Task to complete
Count how many lines of the records contain the string "green", treating case as significant. Give only the number.

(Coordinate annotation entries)
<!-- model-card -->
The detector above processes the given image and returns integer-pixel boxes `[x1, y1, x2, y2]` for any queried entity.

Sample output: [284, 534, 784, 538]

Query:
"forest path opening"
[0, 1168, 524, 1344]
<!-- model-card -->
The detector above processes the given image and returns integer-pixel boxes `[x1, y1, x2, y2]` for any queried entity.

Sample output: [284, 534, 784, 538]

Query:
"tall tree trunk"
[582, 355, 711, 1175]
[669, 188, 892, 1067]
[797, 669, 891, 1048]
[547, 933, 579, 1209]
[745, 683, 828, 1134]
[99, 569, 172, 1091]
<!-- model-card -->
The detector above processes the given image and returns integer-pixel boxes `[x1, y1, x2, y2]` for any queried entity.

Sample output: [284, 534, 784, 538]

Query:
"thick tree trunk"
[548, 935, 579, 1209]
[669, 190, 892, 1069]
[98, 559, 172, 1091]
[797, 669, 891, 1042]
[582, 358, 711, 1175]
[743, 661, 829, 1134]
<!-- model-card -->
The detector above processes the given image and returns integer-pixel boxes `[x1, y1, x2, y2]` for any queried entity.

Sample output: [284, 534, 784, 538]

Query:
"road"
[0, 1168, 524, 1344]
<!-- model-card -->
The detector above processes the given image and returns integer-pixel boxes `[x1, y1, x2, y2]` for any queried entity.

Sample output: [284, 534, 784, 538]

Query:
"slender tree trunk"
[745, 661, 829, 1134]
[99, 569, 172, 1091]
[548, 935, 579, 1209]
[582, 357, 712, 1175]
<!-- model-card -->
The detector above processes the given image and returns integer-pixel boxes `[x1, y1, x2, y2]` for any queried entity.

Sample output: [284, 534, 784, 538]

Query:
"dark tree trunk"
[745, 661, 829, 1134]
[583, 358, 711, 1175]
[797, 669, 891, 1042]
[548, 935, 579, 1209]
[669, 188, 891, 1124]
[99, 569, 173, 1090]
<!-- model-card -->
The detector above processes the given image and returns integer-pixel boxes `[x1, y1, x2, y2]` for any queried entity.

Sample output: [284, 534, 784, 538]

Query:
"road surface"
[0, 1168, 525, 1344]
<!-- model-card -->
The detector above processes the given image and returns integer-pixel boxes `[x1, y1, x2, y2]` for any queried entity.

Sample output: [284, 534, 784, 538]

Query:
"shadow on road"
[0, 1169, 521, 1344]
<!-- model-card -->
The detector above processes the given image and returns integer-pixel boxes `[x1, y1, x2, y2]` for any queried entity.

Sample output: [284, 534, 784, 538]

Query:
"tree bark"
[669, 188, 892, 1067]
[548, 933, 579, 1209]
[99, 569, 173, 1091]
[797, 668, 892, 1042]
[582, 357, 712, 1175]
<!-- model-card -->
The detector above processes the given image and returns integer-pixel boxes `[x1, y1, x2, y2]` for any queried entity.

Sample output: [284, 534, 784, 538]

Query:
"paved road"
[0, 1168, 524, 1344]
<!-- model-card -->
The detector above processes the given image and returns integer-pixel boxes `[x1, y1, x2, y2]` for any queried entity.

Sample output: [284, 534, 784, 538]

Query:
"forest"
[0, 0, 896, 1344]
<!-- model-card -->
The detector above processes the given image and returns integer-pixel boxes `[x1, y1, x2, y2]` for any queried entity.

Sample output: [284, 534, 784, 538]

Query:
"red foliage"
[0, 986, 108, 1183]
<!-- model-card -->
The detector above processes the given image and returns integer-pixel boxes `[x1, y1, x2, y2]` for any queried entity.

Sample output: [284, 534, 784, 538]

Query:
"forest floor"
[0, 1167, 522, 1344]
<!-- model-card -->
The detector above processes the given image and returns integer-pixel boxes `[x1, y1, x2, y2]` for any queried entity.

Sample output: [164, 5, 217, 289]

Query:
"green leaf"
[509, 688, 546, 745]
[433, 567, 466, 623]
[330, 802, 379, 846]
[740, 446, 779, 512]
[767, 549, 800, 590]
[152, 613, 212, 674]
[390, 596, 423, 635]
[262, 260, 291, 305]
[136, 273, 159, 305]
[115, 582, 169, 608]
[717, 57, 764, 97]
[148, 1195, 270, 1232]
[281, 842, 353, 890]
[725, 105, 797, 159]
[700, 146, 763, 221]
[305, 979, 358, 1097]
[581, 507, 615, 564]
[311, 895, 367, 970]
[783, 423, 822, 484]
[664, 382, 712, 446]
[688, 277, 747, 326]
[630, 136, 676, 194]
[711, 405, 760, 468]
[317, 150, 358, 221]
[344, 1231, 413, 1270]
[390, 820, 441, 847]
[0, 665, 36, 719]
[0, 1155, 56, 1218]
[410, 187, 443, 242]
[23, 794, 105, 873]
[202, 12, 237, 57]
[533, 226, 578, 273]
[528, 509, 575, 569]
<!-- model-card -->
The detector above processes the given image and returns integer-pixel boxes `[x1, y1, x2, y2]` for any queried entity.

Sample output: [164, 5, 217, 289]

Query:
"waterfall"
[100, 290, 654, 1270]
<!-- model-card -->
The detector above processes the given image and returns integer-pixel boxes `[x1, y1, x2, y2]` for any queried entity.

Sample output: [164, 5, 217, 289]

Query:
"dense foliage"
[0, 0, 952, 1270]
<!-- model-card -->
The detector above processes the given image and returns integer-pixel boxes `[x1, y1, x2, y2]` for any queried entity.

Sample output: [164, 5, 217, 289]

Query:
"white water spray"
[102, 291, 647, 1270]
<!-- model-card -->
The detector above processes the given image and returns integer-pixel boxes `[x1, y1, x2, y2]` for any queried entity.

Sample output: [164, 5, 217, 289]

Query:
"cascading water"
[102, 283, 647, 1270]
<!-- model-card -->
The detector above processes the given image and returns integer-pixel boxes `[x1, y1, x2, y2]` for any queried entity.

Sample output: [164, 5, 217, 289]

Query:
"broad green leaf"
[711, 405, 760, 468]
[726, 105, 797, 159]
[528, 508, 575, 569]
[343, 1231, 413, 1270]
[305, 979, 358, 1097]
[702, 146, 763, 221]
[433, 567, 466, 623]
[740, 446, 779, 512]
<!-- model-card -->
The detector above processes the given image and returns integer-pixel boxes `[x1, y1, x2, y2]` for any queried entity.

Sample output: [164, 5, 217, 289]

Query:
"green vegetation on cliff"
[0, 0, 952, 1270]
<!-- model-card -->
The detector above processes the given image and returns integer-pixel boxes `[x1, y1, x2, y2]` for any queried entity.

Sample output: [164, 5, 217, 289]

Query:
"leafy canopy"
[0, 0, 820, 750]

Solution
3